--- Start of EXTRACTED RECORDS ---

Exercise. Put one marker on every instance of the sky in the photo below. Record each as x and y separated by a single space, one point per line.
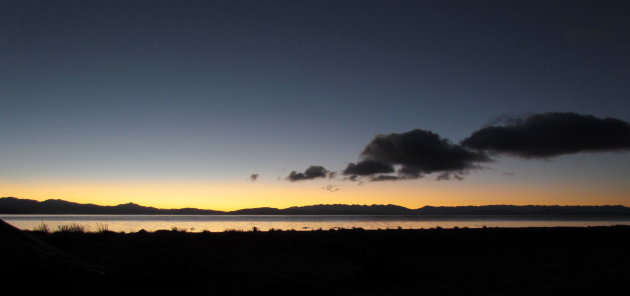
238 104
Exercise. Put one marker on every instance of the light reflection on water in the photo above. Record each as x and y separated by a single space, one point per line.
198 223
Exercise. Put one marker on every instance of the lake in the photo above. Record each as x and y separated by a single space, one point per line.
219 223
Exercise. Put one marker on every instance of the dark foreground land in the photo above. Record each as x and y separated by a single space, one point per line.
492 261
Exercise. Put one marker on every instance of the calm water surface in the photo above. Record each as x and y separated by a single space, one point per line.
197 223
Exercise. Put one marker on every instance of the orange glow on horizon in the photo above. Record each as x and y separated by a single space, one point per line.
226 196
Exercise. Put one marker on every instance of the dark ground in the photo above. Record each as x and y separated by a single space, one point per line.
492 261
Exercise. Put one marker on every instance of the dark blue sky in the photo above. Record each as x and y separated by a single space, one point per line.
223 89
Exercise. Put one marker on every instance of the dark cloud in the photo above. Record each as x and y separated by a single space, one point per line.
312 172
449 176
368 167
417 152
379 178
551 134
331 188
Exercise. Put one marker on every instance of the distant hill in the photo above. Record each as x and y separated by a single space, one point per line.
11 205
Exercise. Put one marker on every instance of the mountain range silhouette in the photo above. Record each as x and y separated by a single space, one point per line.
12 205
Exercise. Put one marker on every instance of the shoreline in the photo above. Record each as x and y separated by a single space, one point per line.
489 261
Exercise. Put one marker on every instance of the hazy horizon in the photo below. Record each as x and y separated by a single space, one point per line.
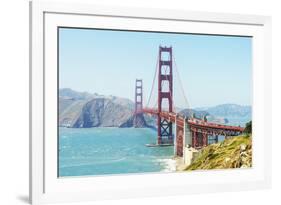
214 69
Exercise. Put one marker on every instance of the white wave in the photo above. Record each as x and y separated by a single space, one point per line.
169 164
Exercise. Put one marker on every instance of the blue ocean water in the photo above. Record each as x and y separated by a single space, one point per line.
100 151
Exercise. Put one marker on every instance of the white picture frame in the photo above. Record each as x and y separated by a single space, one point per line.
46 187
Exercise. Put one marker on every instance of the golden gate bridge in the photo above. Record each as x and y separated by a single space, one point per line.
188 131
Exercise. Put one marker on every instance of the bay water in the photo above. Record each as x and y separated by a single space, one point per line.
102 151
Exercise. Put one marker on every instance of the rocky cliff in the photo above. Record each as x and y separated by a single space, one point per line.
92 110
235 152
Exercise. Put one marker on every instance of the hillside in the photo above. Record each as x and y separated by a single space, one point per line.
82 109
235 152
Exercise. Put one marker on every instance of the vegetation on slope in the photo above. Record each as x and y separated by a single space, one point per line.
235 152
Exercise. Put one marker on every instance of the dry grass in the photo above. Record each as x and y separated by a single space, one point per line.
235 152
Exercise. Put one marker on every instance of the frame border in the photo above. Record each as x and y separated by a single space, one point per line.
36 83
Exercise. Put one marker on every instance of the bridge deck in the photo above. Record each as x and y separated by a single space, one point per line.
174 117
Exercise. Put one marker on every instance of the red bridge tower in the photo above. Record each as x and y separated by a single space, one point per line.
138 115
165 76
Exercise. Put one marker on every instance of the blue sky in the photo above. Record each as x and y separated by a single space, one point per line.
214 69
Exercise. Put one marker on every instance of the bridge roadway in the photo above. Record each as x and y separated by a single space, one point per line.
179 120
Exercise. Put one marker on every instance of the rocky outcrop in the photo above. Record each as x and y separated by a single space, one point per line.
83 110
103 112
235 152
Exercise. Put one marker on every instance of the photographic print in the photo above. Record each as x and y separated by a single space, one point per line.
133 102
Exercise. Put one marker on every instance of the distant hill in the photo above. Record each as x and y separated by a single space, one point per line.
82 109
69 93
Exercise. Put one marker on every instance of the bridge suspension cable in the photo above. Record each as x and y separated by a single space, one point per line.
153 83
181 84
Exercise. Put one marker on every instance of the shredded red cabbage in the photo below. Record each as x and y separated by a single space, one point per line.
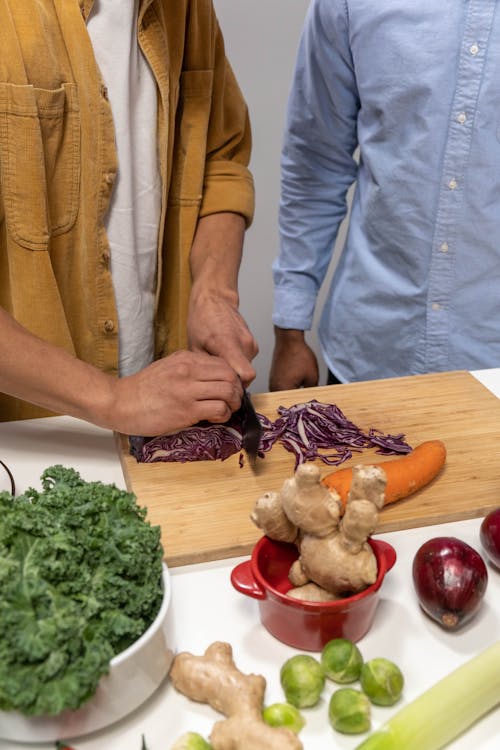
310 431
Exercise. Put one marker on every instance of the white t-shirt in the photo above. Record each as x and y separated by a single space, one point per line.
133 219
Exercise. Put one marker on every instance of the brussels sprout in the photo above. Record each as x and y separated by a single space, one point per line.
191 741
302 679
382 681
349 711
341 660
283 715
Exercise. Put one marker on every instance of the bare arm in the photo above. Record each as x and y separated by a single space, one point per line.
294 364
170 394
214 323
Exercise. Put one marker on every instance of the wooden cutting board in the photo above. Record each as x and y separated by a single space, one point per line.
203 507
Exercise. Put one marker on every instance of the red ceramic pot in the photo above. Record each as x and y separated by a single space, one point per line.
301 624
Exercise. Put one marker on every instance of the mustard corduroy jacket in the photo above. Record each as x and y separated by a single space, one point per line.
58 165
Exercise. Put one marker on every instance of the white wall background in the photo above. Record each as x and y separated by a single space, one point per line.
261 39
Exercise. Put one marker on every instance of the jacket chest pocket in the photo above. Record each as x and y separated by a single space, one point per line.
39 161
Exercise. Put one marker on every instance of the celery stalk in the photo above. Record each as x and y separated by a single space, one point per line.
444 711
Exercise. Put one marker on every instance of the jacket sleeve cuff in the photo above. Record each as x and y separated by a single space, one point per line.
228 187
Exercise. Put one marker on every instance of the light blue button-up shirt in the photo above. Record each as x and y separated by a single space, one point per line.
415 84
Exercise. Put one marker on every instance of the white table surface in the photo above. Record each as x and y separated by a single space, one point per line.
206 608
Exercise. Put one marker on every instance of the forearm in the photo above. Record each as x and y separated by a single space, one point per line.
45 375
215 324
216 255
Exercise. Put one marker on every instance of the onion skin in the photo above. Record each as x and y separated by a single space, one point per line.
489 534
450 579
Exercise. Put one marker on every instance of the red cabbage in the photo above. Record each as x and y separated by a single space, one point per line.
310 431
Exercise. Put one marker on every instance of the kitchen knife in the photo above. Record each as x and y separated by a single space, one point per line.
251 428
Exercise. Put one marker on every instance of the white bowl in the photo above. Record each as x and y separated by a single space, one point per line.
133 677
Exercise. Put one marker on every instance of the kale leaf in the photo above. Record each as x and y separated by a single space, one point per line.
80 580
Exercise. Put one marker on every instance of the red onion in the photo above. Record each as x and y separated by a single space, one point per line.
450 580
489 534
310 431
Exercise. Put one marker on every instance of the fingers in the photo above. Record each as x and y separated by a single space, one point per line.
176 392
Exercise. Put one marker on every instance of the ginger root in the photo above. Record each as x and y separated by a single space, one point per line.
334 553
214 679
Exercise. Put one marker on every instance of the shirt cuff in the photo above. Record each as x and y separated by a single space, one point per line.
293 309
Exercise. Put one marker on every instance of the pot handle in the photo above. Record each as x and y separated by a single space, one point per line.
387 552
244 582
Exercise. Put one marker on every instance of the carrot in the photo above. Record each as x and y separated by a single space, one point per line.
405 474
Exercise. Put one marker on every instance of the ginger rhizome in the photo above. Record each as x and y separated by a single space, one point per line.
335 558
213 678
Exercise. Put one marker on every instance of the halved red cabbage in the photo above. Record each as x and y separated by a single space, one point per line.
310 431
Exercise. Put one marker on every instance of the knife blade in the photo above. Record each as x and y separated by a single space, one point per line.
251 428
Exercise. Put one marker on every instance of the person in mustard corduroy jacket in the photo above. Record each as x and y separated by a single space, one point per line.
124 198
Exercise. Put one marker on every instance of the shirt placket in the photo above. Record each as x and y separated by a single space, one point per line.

--- End of EXTRACTED RECORDS ---

--- WHAT YOU WILL DO ---
Reproduce every entry word for word, but omit the pictures.

--- RESULT ---
Exercise. Put one marker on every instance of the sky in the photo below. Record each as x and y separated by a single space, one point per line.
238 104
Exercise. Put one marker on every instance of the light reflection on water in the photo above. Record each as x and y separated by a single space, one point per line.
198 223
Exercise. Put one marker on every instance of the lake in the photo above. Record each as x and y separated by a single space, one point per line.
219 223
Exercise. Put one marker on every instance of the dark foreground land in the photo above. Record each as x and y separated by a single space, one point per line.
492 261
Exercise. Put one marker on every instance of the calm water surface in the photo above. Record each as x and y separated by a single space, one point per line.
197 223
Exercise. Put one marker on every instance of the orange glow on horizon in the photo above. Record each as x and y separated by a single space, one point per line.
226 196
Exercise. Put one marker on every instance of the dark ground in the photo above. Record each as x and y separated by a single space, one point per line.
492 261
Exercise. Put one marker on every instance of the dark blue sky in the photo above. Record each as x and y separated by a single space, one point per line.
223 89
Exercise. Put one marker on every instance of the dark cloud in the photo above. Record each as x and y separated by a single space, one point per line.
312 172
449 176
368 167
417 152
379 178
551 134
331 188
Exercise. Put one marker on every instance of the distant hill in the photo above. Record each as x and y separated by a single space, one point per line.
11 205
Exercise. Put one marker on every instance of the mountain range silhouette in the photo above. Record each as x and y separated by a single space, one point per line.
12 205
Exercise. Put one marker on every instance of the shoreline in the photo above. Record each as x and y separated by a single space, one point per line.
489 261
Exercise. Put one marker on every instance of the hazy horizon in the photo below. Record each as x and y separated by a single space, one point per line.
214 69
Exercise. Put one marker on every instance of the white wave in the photo above. Record each as x and y separated by a single space, one point per line.
169 164
Exercise. Put one marker on every instance of the blue ocean water in the photo above. Record each as x and y separated by a single space, one point per line.
100 151
Exercise. Put one marker on every instance of the white picture frame in the photo above. Record each as x and y separated by a single space, one point per line.
46 187
Exercise. Put one marker on every instance of the golden gate bridge in the photo above. Record each as x and y separated by a single space, one point per line.
188 131
Exercise. Put one marker on every instance of the bay water in the photo above. Record each as x and y separated by a single space, one point per line.
102 151
Exercise. Put one marker on every instance of the rocky cliff in the photo above. Record each as x and y separated by a single space, one point per line.
92 110
235 152
Exercise. Put one marker on every instance of the hillside in the photo above. Record each as x and y separated by a single space, one point per line.
82 109
235 152
Exercise. Put one marker on every instance of the vegetation on slope in the photo above. Record each as x and y separated by a single space, one point per line.
235 152
Exercise. Put one marker on every instance of the dry grass in the photo above. Record each as x and y separated by a single space, one point per line.
235 152
Exercise. Put one marker on every instance of the frame border in the photo above. Record each as x and y separated by a single space, one point per line.
36 83
Exercise. Put one marker on every instance of the bridge deck in the photo above. Record each as x and y separated by a single space, one point per line.
174 117
Exercise. Put one marker on every instance of the red bridge tower in the photo above. Record each as x and y separated by a single space, one point per line.
138 115
165 76
Exercise. Put one marker on every instance of the blue sky in the photo above. Record each as x and y separated by a single space, one point per line.
214 69
Exercise. Put one marker on every instance of the bridge roadway in the photo above. Record each as x and y separated by a single space, one point per line.
179 120
Exercise. Put one marker on every instance of the rocky outcrop in the photo above. Record each as x and y separated by a single space, one point per line.
83 110
103 112
235 152
Exercise. Put one marker on every instance of the photographic print in the photo above. Record each as x and y separated by a single space, one point per line.
133 102
Exercise. Put one marker on every instance of the distant hill in the photo above. Record each as x and y separated by a single space, one point per line.
82 109
69 93
Exercise. Put one marker on every instance of the bridge suspension cable in the photo above. Record each as x and y separated by a single space, one point per line.
153 83
181 84
Exercise. Put one marker on every instance of the shredded red cabbage in the photo below. Record each as x and y separated by a single space, one point per line.
310 431
Exercise. Put one marker on every instance of the white t-shirt in the photo above. Record each as x and y separated by a single space, one point per line.
133 219
Exercise. Put one marker on every instance of the brussels sprout in the photo above. Record each as x and y separated by a single space, one point per line.
191 741
302 679
382 681
349 711
341 660
283 715
Exercise. Put one marker on every instance of the bare arm in the photo above. Record each as x and y separated by a single space, one point per line.
294 364
170 394
214 323
Exercise. Put one marker on every instance of the wooden cutting board in the photo above. Record each as x and y separated by a single space, one point per line.
203 507
Exercise. Put one marker on every instance of the red ceramic pot in the photo above. Record each as x and y separated by a single space, one point per line.
301 624
Exercise. Put one marker on every instance of the mustard corduroy jacket in the photo above. Record each as x and y separated by a single space, one point per line.
58 165
Exercise. Put one marker on every instance of the white wall background in the photo above. Record each as x and y separated by a single space, one point per line.
261 39
Exercise. Put one marker on every instance of the jacket chest pocket in the photo above. Record each as x and y separated by a single space, one point per line.
39 161
Exercise. Put one marker on every instance of the celery stalk in the photo above. Record each as x and y separated by a single space, one point per line.
444 711
Exercise. Put one marker on every instance of the jacket sleeve cuff in the photo above. Record each as x and y separated by a single space, one point per line.
228 187
Exercise. Put one marker on every instance of the light blue button-up shirt in the photo above. Record each as x and y separated by a single space, one point per line.
415 84
Exercise. Put one marker on every instance of the white table surface in the photo above. Record each as x and y separated by a single space, one point per line.
206 608
Exercise. Put one marker on every instance of the forearm in the photo above. Record each as x and y separated by a single space, one point per line.
45 375
215 324
216 255
Exercise. Put one marker on every instance of the onion skin in the photo above. Record each as x and y separated by a single space, one point per line.
489 534
450 579
Exercise. Put one marker on every instance of the red cabbage in the photo above. Record each as x and y separated by a single space, one point per line.
310 431
Exercise. Put one marker on every instance of the kitchen knife in the photo above. Record each as x and y separated by a single space, one point per line.
251 428
Exercise. Put one marker on every instance of the white bowl in the photo above. Record each as x and y separated by a single space, one point per line.
133 677
Exercise. Put one marker on every instance of the kale leaf in the photo above. Record each as x and y separated by a single space, one point per line.
80 580
Exercise. Put one marker on every instance of the red onion in the photo above. Record each as x and y separated by a single space, one point per line.
450 580
489 534
310 431
Exercise. Put one marker on every instance of the fingers in the photo above. Record each as x and y separated by a single space, one point per line.
176 392
Exercise. Put one marker on every instance of the ginger root in the photo above. Record each as x and y separated by a single space, one point per line.
334 553
214 679
Exercise. Put one marker on every instance of the shirt cuff in the photo above. Record each as x and y separated by a single space, one point per line.
293 309
Exercise. Put one marker on every instance of the pot handle in the photo above. Record each as x and y separated by a single space, one point per line.
387 552
244 582
Exercise. Put one marker on every instance of the carrot in the photo above. Record each as x and y separated by a single space, one point per line.
405 474
Exercise. Put one marker on every instance of the ginger rhizome in the photo above. Record each as x and y separated by a single space, one point per line.
335 558
213 678
Exercise. Put one marker on every instance of the halved red cabbage in the photo above. Record each as x and y separated by a single space, one point per line.
310 431
Exercise. Put one marker on every instance of the knife blade in the photo above. Record each as x and y separated by a single space, one point per line.
251 428
Exercise. Put one marker on every instance of the person in mustard corduroy jacket in the photo above. Record each as x and y separated by a single space, one point per line.
124 198
Exercise. Put one marker on every instance of the shirt placket in the photo above. Record each as x and y separated by a single space, one point per line.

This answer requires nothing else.